• **PETUNJUK PENGERJAAN**
Menurut teks halaman di bawah, faktor apa yang menjadi alasan Soeharto tak bisa diadili?

• **TEKS HALAMAN**
....
Sejumlah kasus korupsi yang dituduhkan kepada Soeharto tak terlepas dari praktek pada sejumlah yayasan yang dipimpinnya seperti Yayasan Dana Gotong Royong Kemanusiaan, Supersemar, Amal Bhakti Muslim Pancasila, Dakab (Dana Abadi Karya Bhakti), Dana Sejahtera Mandiri, Trikora, Dharmais, dan Harapan Kita.
Pengadilan terhadap Soeharto tak pernah menyeret Soeharto ke balik terali besi. Setidaknya hanya anaknya, Tommy Soeharto, yang pernah dijebloskan ke penjara karena kepemilikan senjata ilegal, selain kroninya, Bob Hasan, dan adiknya, Probosutedjo yang pernah pula dipenjarakan.
Faktor gangguan kesehatan menjadi alasan penyebab Soeharto tak bisa diadili bahkan pihak Kejaksaan Agung pernah mengeluarkan Surat Perintah Penghentian Pengusutan (SP3) atas Soeharto.
Aparat penegak hukum dan pemerintahan pasca Soeharto cenderung pada aspek kemanusiaan mengingat jasa-jasa Soeharto pada negeri ini.
Perkembangan terakhir, Jaksa Agung Hendarman Supandji seusai menjenguk Soeharto pada Sabtu (12/1) dinihari menawarkan “win-win solution” kepada pihak keluarga Soeharto melalui penyelesaian masalah tersebut di luar pengadilan (out of court settlement).
....
• **DATA YANG DIBERIKAN**
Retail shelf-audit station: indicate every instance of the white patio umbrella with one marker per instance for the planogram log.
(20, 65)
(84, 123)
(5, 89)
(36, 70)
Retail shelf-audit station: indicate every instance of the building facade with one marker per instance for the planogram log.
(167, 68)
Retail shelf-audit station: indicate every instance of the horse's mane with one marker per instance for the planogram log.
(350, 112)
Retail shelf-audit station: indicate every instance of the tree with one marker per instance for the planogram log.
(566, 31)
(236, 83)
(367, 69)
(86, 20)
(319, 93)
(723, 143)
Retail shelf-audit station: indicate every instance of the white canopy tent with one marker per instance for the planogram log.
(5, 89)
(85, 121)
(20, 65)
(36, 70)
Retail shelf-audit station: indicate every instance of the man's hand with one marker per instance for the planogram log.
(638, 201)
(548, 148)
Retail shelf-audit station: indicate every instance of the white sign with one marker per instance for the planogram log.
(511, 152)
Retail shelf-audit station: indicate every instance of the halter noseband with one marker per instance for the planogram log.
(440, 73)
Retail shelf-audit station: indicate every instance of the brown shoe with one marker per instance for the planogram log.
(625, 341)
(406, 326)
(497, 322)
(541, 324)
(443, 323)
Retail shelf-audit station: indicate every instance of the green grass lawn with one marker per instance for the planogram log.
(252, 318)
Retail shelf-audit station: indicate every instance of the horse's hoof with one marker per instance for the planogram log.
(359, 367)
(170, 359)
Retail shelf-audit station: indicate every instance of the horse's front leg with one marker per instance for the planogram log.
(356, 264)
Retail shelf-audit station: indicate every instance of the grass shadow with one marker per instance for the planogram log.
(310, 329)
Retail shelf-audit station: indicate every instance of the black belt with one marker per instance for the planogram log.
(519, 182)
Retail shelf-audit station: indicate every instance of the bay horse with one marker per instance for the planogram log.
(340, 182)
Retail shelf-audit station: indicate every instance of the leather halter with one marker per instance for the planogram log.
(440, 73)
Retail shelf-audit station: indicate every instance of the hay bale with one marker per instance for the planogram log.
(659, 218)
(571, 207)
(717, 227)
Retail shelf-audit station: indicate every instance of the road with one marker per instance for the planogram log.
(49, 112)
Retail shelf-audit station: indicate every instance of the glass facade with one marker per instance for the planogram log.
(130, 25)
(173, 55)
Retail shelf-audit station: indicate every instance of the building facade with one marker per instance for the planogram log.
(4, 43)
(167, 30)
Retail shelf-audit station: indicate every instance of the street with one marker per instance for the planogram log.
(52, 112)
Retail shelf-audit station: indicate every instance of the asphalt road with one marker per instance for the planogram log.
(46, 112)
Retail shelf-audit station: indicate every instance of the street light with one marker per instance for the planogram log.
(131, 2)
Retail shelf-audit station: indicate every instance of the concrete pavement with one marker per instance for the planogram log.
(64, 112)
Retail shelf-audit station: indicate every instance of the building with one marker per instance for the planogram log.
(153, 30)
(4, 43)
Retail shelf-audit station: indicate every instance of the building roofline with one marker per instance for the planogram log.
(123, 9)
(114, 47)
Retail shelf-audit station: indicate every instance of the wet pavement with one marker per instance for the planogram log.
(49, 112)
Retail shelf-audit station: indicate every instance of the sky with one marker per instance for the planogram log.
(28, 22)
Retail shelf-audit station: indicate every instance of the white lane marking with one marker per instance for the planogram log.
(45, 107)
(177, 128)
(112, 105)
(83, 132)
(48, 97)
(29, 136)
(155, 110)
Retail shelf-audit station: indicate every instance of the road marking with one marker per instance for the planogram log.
....
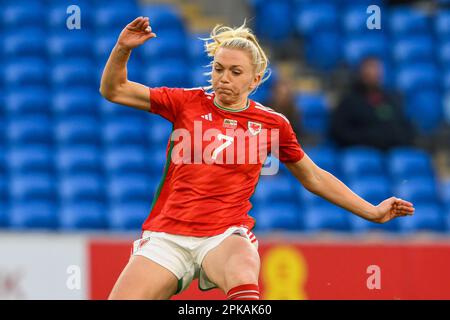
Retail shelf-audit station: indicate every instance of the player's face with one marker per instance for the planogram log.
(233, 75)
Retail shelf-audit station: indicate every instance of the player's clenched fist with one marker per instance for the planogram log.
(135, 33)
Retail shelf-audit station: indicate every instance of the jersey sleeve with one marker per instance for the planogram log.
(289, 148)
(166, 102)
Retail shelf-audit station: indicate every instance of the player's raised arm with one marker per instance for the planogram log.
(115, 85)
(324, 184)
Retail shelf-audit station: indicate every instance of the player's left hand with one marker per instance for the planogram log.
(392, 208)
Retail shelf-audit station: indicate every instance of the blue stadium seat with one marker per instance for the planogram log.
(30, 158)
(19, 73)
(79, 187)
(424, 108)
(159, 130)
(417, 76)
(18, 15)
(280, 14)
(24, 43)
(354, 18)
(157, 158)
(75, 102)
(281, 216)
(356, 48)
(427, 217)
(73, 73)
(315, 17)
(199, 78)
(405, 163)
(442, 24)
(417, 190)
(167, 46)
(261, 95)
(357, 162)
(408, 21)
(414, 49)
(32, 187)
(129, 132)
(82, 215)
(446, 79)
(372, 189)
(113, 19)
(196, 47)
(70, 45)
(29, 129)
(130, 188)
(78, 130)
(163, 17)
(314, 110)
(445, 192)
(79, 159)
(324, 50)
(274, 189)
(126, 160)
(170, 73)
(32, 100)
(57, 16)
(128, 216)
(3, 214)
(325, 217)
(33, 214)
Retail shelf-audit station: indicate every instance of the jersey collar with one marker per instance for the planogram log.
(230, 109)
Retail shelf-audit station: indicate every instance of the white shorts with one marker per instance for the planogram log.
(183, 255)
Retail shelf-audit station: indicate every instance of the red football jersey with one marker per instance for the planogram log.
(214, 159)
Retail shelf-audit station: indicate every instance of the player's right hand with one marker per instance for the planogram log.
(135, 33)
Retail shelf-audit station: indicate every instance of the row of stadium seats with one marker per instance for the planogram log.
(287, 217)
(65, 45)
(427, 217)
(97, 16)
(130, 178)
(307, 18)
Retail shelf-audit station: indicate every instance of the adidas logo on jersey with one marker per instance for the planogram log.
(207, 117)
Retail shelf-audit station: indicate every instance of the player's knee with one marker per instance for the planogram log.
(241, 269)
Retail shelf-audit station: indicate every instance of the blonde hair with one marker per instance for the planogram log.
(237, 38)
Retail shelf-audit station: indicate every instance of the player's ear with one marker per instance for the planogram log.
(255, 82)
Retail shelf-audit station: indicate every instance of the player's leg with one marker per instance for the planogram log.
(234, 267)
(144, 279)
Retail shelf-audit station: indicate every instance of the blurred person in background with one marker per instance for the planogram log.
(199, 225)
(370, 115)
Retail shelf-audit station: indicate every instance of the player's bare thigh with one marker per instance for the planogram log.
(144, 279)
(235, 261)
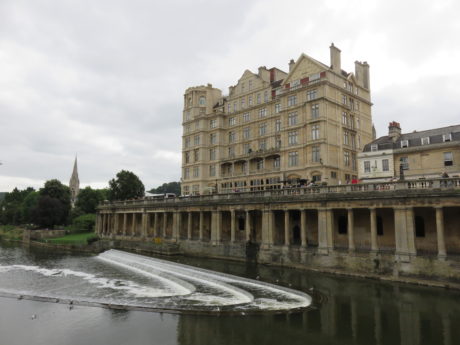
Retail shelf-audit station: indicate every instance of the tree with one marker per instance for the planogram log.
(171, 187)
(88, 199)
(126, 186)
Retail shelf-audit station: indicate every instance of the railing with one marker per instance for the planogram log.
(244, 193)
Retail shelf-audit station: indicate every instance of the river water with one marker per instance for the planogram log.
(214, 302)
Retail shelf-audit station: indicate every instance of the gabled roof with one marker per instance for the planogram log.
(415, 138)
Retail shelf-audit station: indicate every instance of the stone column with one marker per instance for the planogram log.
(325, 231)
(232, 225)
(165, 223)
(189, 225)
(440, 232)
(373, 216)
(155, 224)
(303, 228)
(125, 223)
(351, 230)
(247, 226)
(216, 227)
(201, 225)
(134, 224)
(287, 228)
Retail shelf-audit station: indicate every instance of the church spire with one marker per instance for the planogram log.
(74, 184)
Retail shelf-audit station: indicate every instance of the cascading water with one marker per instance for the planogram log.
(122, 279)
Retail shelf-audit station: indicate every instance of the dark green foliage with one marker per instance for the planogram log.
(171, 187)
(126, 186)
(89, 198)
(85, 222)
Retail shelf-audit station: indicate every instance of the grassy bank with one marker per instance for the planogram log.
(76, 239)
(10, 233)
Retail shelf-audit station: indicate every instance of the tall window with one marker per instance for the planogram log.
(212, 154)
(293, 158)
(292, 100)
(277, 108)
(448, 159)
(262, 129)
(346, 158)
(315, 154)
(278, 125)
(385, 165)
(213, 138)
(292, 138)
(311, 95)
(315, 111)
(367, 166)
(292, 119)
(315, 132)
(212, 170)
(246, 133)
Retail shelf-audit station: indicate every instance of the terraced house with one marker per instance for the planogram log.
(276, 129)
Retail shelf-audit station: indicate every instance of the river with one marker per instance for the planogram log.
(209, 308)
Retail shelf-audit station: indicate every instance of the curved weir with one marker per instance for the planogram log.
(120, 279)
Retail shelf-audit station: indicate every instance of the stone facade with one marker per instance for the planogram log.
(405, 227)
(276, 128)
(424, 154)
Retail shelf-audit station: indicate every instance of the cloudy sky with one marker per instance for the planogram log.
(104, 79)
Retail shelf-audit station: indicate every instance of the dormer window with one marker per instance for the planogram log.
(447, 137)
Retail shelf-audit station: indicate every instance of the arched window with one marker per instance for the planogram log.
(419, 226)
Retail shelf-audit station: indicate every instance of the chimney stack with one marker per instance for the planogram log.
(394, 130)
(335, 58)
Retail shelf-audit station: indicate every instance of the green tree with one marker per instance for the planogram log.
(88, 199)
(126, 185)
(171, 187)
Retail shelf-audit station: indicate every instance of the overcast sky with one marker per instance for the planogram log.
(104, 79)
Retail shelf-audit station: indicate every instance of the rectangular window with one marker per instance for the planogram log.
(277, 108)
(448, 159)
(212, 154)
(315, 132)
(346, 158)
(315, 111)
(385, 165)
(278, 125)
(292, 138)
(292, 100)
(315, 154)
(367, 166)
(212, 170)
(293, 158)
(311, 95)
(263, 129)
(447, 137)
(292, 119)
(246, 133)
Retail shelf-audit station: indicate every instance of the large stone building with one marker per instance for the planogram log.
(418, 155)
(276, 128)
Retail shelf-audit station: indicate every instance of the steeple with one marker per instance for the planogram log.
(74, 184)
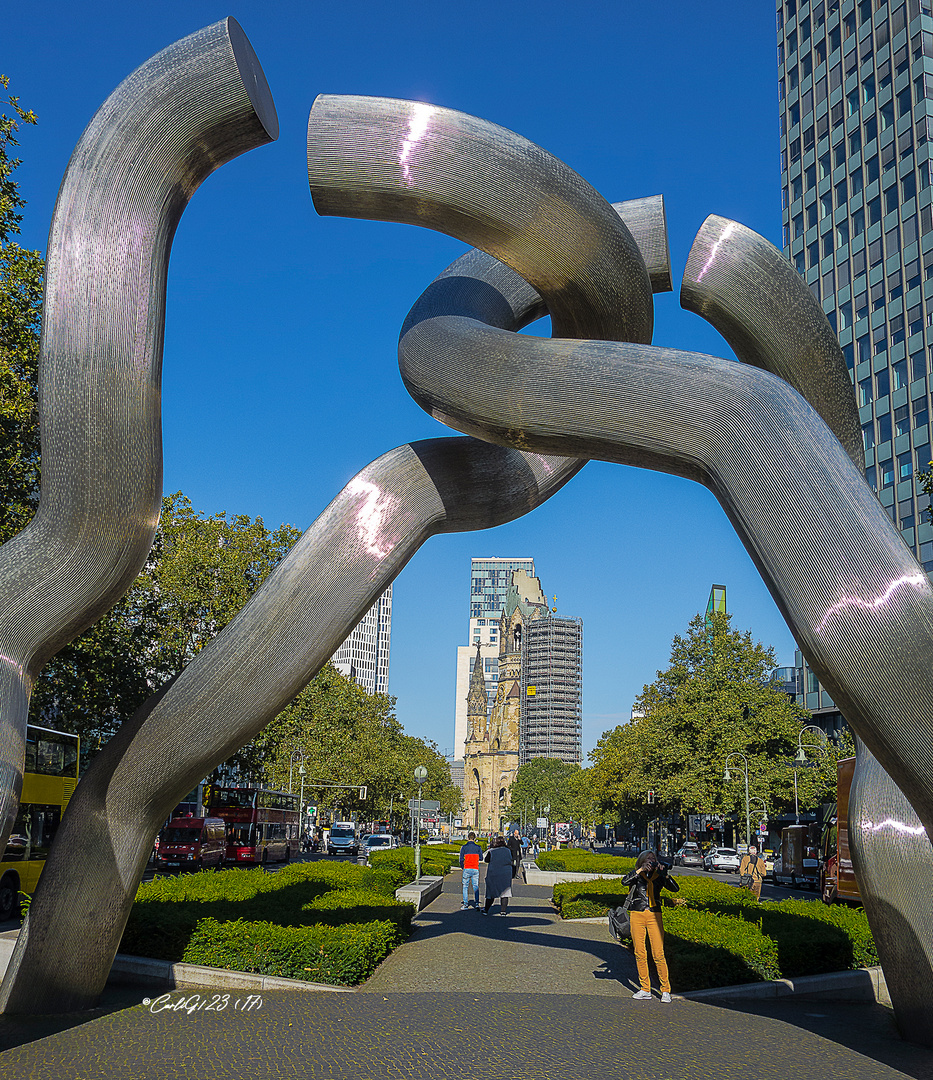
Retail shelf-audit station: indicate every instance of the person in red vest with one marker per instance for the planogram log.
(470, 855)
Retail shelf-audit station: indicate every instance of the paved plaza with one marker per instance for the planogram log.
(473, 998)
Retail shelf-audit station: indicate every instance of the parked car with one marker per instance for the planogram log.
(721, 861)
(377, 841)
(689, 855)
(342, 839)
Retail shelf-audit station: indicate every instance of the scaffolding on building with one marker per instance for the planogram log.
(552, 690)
....
• **JAWABAN TERTULIS**
Faktor gangguan kesehatan.